Aim | Report each line of the records below that contains the string "Emit", reproducing every such line in full.

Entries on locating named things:

....

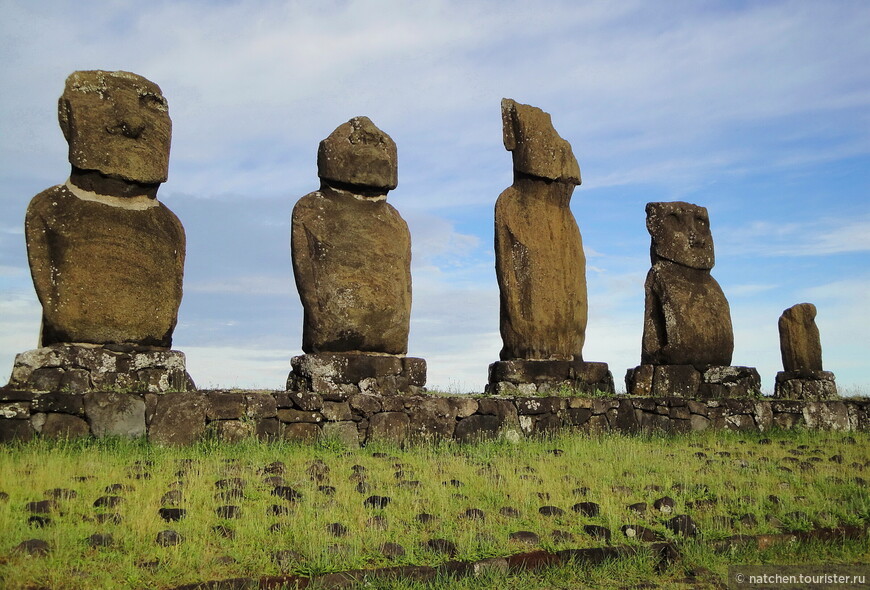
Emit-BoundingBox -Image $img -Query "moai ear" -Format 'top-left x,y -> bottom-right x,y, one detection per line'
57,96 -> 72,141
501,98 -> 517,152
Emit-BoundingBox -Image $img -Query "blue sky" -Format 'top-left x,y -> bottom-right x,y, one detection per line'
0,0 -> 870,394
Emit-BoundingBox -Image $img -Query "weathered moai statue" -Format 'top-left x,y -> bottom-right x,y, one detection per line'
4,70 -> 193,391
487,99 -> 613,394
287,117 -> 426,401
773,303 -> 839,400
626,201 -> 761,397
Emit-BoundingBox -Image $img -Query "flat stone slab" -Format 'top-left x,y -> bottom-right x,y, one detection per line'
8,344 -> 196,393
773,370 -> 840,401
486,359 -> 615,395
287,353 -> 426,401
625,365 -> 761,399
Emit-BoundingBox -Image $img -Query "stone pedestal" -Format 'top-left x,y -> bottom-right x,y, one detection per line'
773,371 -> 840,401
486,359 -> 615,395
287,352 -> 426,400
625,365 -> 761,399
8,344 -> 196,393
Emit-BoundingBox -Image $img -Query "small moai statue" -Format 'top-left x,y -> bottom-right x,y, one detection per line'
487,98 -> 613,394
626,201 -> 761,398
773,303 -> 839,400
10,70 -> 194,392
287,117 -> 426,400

....

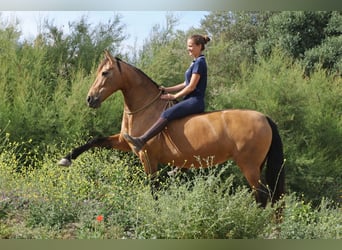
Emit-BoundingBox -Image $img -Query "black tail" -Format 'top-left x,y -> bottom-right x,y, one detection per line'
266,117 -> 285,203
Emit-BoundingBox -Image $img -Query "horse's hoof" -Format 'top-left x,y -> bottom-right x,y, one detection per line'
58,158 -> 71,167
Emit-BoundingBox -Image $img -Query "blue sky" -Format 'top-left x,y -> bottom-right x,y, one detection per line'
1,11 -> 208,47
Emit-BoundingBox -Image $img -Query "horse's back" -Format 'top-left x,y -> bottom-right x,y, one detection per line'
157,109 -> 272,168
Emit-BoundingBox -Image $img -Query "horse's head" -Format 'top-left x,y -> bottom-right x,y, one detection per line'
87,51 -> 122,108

....

Solution to the exercise |
Emit-BoundingBox -Image $img -Query "moai ear" -Format 'top-left x,y -> bottom-right x,y, one detection per line'
Emit-BoundingBox -Image $img -Query "blue sky" -Format 'top-left x,y -> bottom-right x,y, one detection per line'
Emit-BoundingBox -Image $img -Query "weathered moai statue" -Format 'top-left x,y -> bottom-right x,y, one detection per line'
Emit-BoundingBox -Image $img -Query "flat stone slab" -Format 'top-left x,y -> bottom-right x,y, one detection per line'
Emit-BoundingBox -Image $img -Query "stone pedestal" -Format 'top-left x,y -> bottom-right x,y, one detection per line'
Emit-BoundingBox -Image $img -Query "small moai statue" -Format 'top-left x,y -> bottom-right x,y, one detection per line'
Emit-BoundingBox -Image $img -Query "black tail" -Format 'top-left x,y -> bottom-right x,y, one detection per line'
Emit-BoundingBox -Image $img -Query "horse's hoof" -Format 'top-left x,y -> bottom-right x,y, one detection per line'
Emit-BoundingBox -Image $img -Query "blue sky" -Format 'top-left x,y -> bottom-right x,y, one detection per line'
Emit-BoundingBox -Image $img -Query "horse's back" -Format 'top-left x,y -> bottom-right x,y, one detection per line'
Emit-BoundingBox -Image $img -Query "horse's head" -Format 'top-left x,y -> bottom-right x,y, one detection per line'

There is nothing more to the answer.